■ GIVEN INSTRUCTION 1
In the forum thread about storing a changed matrix column as a new matrix, under what conditions does dpb say the overhead difference between the two approaches would matter?
■ GIVEN INSTRUCTION 2
Continue the forum thread about storing a changed matrix column as a new matrix, starting after its final sentence.

I have a matrix for which I have changed the nth column by typing B(:;n) = [x; x; x] but I wanted to store it as another matrix G. So something like

G = B(:;n) = [x; x; x]

except the above doesn't work.
From: Frédéric Bergeron on 12 Jul 2010 10:33
"AP " <apb1508138(a)gmail.com> wrote in message <i1f87b$smc$1(a)fred.mathworks.com>...
> Sorry for this elementary question but I couldn't seem to find the answer anywhere....
> I have a matrix for which I have changed the nth column by typing B(:;n) = [x; x; x] but I wanted to store it as another matrix G. So something like
>
> G = B(:;n) = [x; x; x]
>
> except the above doesn't work.

One of the solutions:

G=[B(:,1:n-1) [x;x;x] B(:,n+1:end)];

Fred
From: dpb on 12 Jul 2010 10:48
Frédéric Bergeron wrote:
> "AP " <apb1508138(a)gmail.com> wrote in message
> <i1f87b$smc$1(a)fred.mathworks.com>...
>> Sorry for this elementary question but I couldn't seem to find the
>> answer anywhere....
>> I have a matrix for which I have changed the nth column by typing
>> B(:;n) = [x; x; x] but I wanted to store it as another matrix G. So
>> something like
>>
>> G = B(:;n) = [x; x; x]
>> except the above doesn't work.
>
> One of the solutions:
>
> G=[B(:,1:n-1) [x;x;x] B(:,n+1:end)];

Or, of course, simply copy and then modify G is another.

Not sure whether there would be more overhead in the catenation above or
the modification of the new after the copy. Wouldn't matter unless in a
loop or the sizes were very large indeed.

■ DATA EXCERPTS
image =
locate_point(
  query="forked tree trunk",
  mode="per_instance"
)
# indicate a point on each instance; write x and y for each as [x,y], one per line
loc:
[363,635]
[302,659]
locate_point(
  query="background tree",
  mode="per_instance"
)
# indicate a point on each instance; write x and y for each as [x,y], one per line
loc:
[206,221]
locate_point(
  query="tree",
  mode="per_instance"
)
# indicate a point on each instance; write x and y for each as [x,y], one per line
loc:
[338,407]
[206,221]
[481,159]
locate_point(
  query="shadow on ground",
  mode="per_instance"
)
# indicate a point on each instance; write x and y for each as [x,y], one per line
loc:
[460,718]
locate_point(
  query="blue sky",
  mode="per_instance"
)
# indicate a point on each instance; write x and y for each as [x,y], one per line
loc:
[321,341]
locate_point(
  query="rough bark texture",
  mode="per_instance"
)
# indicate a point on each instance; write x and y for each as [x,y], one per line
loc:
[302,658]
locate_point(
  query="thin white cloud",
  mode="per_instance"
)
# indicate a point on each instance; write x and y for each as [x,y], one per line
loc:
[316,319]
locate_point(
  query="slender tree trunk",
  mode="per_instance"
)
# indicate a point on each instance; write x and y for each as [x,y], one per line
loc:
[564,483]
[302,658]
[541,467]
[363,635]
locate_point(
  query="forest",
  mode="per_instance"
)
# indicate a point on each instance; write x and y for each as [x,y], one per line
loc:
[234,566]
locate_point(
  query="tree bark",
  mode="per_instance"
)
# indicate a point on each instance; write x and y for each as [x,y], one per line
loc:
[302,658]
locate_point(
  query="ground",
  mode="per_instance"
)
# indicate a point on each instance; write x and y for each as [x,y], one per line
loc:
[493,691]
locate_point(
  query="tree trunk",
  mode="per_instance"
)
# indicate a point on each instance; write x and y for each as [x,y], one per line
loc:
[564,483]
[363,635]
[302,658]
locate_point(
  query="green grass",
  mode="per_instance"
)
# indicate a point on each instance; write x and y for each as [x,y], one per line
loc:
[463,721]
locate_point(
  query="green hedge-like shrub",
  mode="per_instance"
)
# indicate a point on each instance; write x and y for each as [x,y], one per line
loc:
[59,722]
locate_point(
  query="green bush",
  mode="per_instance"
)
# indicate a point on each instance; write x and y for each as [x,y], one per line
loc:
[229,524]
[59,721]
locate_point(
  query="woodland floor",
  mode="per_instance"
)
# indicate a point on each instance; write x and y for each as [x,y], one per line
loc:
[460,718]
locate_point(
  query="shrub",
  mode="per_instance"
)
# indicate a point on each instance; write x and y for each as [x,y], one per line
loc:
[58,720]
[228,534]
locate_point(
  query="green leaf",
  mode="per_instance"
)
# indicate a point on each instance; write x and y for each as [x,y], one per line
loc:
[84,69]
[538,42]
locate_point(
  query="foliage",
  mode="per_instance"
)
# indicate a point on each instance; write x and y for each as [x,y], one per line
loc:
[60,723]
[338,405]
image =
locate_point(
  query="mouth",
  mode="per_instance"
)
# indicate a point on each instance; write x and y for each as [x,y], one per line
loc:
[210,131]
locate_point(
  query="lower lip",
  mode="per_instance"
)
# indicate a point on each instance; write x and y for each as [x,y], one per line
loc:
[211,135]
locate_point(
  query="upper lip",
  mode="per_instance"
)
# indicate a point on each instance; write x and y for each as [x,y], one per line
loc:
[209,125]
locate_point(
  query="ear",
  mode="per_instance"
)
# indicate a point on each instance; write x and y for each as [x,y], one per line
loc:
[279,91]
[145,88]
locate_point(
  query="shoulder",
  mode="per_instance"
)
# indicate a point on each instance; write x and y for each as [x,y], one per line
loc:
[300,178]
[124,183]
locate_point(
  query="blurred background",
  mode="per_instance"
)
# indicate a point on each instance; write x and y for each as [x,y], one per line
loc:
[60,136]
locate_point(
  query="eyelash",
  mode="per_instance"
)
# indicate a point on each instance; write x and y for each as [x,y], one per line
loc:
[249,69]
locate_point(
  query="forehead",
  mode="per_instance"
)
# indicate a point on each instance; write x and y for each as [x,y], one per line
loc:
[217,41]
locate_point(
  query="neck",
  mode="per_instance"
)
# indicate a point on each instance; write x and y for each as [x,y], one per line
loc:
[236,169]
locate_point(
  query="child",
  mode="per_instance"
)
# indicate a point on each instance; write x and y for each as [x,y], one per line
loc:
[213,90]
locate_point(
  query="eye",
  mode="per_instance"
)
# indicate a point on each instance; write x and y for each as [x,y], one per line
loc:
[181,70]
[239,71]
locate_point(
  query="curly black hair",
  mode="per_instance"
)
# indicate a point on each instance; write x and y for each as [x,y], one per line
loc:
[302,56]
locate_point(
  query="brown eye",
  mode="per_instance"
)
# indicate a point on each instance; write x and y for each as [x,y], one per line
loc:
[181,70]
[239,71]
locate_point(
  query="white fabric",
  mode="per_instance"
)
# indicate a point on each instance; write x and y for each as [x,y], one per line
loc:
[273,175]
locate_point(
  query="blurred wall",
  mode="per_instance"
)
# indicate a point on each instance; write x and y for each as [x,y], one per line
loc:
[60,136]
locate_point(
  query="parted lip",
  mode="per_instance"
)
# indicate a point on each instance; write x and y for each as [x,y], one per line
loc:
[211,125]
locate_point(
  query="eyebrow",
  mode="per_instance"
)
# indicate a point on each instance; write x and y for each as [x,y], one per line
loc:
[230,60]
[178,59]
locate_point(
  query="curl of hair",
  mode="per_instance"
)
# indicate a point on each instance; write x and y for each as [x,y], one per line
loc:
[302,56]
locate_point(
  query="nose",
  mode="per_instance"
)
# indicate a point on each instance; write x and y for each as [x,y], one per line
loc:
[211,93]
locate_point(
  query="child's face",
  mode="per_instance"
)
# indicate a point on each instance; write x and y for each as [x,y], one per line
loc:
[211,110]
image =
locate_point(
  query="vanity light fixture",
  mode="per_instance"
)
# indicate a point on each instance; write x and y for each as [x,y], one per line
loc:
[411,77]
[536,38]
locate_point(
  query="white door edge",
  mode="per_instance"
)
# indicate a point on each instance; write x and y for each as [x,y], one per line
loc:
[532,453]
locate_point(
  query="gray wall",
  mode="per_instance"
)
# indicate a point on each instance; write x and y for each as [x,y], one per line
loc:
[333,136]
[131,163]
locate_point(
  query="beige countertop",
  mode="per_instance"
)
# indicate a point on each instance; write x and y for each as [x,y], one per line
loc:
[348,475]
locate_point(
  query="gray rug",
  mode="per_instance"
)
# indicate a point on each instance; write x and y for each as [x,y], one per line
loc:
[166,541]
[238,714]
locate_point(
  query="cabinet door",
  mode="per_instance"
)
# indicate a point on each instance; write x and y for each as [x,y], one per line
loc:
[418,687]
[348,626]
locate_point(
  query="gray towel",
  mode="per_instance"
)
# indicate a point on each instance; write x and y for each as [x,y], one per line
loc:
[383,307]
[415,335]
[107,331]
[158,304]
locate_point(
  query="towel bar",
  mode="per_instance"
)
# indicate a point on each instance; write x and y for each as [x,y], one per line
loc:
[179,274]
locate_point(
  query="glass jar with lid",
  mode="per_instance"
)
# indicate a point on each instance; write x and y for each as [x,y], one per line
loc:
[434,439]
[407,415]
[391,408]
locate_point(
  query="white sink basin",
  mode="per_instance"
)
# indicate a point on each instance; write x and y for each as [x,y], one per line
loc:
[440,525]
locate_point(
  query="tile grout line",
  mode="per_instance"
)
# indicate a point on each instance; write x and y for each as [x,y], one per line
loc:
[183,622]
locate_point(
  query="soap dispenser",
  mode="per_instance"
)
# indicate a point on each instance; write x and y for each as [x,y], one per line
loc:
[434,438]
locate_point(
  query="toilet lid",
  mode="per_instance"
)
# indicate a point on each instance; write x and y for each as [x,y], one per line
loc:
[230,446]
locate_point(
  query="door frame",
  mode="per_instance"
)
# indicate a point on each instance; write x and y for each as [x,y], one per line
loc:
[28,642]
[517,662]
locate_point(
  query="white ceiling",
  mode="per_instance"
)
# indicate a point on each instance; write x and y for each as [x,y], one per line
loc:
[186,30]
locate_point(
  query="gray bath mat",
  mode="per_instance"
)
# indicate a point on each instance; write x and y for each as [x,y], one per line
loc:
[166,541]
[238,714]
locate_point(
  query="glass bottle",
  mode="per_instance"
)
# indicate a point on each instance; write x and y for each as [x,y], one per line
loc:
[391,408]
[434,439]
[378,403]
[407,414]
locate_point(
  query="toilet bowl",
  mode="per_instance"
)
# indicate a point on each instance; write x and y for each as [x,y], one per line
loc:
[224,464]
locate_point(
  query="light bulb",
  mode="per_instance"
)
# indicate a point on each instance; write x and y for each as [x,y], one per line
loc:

■ RIGHT ANSWER 1
Only inside a loop or when the sizes are very large.

■ RIGHT ANSWER 2
--
From: Frédéric Bergeron on 12 Jul 2010 11:08
> Not sure whether there would be more overhead in the catenation above or
> the modification of the new after the copy. Wouldn't matter unless in a
> loop or the sizes were very large indeed.

If the caculating time is to minimize, forvery large matrix:

B=rand(2000,2000);
n=300;
x=1;
replacing_matrix=x*ones(size(B,1),1);

%First method: concatenation
tic;
G1=[B(:,1:n-1) replacing_matrix B(:,n+1:end)];
t1=toc;

%Second method: copy then modify
tic;
G2=B;
G2(:,n)=replacing_matrix;
t2=toc;

fprintf('\nTime for concatenation: %g\nTime for copy then modify: %g\n',t1,t2);
% Returns:
% Time for concatenation: 0.430226
% Time for copy then modify: 0.124931

It's in the same order, but the copy-then-modify time is in general less than the concatenation time. I've tried some value for the size of B.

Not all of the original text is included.